● **ÉNONCÉ DU PROBLÈME**: Extrayez des items ci-dessous chaque ligne contenant le mot « branch », en tenant compte de la casse.

● **Entrées enregistrées**:
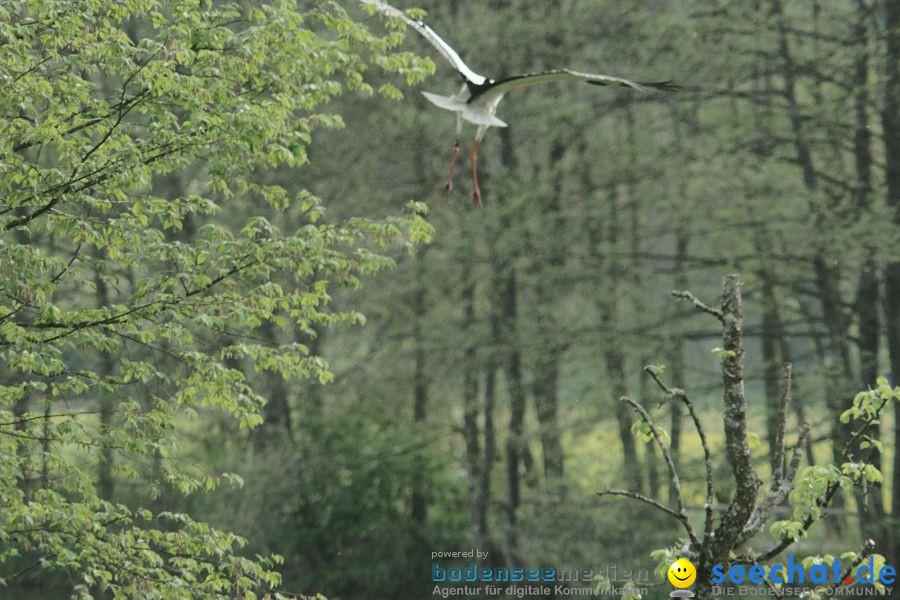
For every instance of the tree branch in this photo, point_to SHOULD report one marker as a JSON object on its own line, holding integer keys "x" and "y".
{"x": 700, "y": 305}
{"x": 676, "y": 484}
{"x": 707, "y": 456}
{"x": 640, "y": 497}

--

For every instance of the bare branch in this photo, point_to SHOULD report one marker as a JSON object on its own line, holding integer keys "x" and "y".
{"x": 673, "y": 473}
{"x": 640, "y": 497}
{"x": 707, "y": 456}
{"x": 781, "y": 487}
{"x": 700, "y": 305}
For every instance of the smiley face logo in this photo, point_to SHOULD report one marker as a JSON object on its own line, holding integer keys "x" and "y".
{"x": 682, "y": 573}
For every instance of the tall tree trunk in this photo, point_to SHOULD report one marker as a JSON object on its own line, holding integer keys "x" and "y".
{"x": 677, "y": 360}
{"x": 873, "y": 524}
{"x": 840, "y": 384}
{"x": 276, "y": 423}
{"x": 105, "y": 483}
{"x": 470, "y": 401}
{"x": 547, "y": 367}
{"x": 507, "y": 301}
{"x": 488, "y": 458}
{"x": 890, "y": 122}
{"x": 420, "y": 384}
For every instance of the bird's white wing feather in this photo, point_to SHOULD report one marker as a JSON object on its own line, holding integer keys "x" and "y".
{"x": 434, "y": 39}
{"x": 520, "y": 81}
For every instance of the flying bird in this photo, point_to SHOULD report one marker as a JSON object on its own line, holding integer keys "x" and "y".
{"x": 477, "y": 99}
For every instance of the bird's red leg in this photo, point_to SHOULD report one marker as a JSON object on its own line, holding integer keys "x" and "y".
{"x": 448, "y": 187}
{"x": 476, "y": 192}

● **RÉPONSE**:
For every instance of the tree branch in this photo, point_to SHOULD report one marker as a JSON object on its own line, holding integer keys "x" and "y".
For every instance of the bare branch in this photo, point_to SHOULD report one marker as a JSON object on its own line, holding integer keys "x" and "y".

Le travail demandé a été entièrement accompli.